_REQUEST_: Write out these lines again, swapping "standing figure" for "seated figure" and leaving everything else unchanged.

(Saved data entries)
- - -
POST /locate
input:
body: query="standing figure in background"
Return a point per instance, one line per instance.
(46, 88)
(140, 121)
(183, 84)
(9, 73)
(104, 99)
- - -
_FULL OUTPUT_:
POST /locate
input:
body: query="seated figure in background"
Return a point per instance, one line per instance.
(46, 88)
(140, 121)
(183, 84)
(9, 73)
(104, 99)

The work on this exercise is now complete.